-- DOCUMENT --
*****

Mitchell said that Vyvyan Ayrs and Robert Frobisher were inspired by English composer Frederick Delius and his amanuensis Eric Fenby. He has also noted the influence of Russell Hoban's novel Riddley Walker on the Sloosha's Crossin' story.

==Reception==
The BBC's Keily Oakes said that although the book's structure could be challenging, "David Mitchell has taken six wildly different stories ... and melded them into one fantastic and complex work." Kirkus Reviews called it "sheer storytelling brilliance." Laura Miller of The New York Times compared it to the "perfect crossword puzzle," in that it was challenging to read but still fun. The Observers Hephzibah Anderson called it "exhilarating" and commented positively on the links between the stories. In a review for The Guardian, Booker Prize winner A. S. Byatt wrote that it gave "a complete narrative pleasure that is rare." The Washington Posts Jeff Turrentine called it "a highly satisfying, and unusually thoughtful, addition to the expanding 'puzzle book' genre." In its "Books Briefly Noted" section, The New Yorker called it "virtuosic." Marxist literary critic Fredric Jameson found its new, science fiction-inflected variation on the historical novel now "defined by its relation to future fully as much as to past." Richard Murphy said in the Review of Contemporary Fiction that Mitchell had taken core values from his previous novels and built upon them.

Criticism focused on the book's failure to meet its lofty goals. F&SF reviewer Robert K. J. Killheffer praised Mitchell's "talent and inventiveness and willingness to adopt any mode or voice that furthers his ends," but noted that "for all its pleasures, Cloud Atlas falls short of revolutionary." Theo Tait of The Daily Telegraph gave the novel a mixed review, focusing on its clashing themes, saying that while it "effectively [pastiches] everything from Victorian travelogue to corporate kill-speak to airport thriller" the book "spends half its time wanting to be The Simpsons and the other half the Bible."

In 2019, Cloud Atlas was ranked 9th on The Guardians list of the 100 best books of the 21st century.

In 2020, Bill Gates recommended it as part of his Summer Reading List.

== Awards and nominations ==
The book won the Literary Fiction Award at the 2005 British Book Awards and the Richard & Judy Book of the Year Award. It was shortlisted for the Booker Prize. It was nominated for the Nebula Award for Best Novel in 2004, and the Arthur C. Clarke Award in 2005.

*****

-- PROBLEMS TO SOLVE --
a – In the passage on Cloud Atlas, what rank did the book receive on The Guardian's 2019 list of the 100 best books of the 21st century?
b – Name every award that the awards section of the passage on Cloud Atlas mentions.

*****

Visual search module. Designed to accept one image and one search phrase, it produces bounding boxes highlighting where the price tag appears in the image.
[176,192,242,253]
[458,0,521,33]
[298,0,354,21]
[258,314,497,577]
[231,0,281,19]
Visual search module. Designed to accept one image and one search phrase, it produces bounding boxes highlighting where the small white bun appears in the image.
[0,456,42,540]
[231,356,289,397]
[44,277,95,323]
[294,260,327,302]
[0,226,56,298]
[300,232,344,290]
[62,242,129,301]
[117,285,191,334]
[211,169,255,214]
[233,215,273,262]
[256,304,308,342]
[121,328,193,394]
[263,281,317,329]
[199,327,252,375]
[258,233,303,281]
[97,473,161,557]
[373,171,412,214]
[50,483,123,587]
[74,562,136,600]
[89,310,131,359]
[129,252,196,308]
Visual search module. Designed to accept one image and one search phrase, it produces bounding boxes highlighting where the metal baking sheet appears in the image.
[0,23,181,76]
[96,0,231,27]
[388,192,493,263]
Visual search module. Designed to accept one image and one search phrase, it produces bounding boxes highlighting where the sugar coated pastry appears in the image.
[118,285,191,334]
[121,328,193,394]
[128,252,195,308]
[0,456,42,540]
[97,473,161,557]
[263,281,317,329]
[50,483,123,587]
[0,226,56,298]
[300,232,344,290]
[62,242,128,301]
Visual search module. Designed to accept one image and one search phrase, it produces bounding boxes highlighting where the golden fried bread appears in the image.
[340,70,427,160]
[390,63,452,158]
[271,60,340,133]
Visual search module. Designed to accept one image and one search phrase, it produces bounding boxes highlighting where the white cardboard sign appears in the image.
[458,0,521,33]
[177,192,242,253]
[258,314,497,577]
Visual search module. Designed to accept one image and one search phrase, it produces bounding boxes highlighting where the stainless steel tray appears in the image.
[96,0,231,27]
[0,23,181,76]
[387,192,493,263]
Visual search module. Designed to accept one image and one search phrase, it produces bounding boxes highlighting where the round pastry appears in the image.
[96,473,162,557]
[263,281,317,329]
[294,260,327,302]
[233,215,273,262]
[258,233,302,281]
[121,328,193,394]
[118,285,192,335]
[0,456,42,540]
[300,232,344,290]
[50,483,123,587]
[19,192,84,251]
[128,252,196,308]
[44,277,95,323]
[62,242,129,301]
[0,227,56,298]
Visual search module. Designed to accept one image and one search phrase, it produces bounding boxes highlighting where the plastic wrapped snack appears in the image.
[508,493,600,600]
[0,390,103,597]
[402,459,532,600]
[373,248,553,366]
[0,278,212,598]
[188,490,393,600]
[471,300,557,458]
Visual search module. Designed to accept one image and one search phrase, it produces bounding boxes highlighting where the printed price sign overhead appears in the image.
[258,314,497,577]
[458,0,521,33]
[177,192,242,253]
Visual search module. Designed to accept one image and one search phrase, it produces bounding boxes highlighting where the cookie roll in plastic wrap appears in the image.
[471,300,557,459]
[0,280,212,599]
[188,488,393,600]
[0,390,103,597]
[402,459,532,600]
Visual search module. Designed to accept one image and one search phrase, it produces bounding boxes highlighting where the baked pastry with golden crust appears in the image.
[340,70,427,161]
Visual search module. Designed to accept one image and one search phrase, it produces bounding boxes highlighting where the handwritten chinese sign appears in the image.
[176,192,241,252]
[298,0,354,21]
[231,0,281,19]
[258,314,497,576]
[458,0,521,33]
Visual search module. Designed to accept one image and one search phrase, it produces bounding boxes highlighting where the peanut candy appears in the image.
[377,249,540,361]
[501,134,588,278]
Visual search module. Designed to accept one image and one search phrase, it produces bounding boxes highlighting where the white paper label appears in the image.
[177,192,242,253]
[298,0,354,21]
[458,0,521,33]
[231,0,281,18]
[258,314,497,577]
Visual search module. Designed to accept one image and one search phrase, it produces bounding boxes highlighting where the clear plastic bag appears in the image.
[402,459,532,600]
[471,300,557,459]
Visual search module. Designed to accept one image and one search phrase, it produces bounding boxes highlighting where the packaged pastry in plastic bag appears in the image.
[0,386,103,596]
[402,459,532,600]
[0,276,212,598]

*****

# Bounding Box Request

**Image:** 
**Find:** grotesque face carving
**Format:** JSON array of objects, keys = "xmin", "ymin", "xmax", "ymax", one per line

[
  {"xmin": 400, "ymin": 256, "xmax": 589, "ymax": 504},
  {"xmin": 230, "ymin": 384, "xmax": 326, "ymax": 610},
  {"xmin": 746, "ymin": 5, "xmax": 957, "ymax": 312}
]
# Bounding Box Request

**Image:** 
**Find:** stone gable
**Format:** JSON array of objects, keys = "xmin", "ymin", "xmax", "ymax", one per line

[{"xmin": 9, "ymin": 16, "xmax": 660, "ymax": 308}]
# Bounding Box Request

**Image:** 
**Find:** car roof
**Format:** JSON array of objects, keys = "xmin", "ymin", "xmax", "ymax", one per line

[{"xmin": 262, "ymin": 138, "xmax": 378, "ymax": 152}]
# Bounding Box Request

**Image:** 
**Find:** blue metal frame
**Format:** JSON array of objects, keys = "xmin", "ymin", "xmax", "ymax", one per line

*****

-- RESPONSE LIST --
a – 9th

b –
- Literary Fiction Award (2005 British Book Awards)
- Richard & Judy Book of the Year Award
- Booker Prize
- Nebula Award for Best Novel
- Arthur C. Clarke Award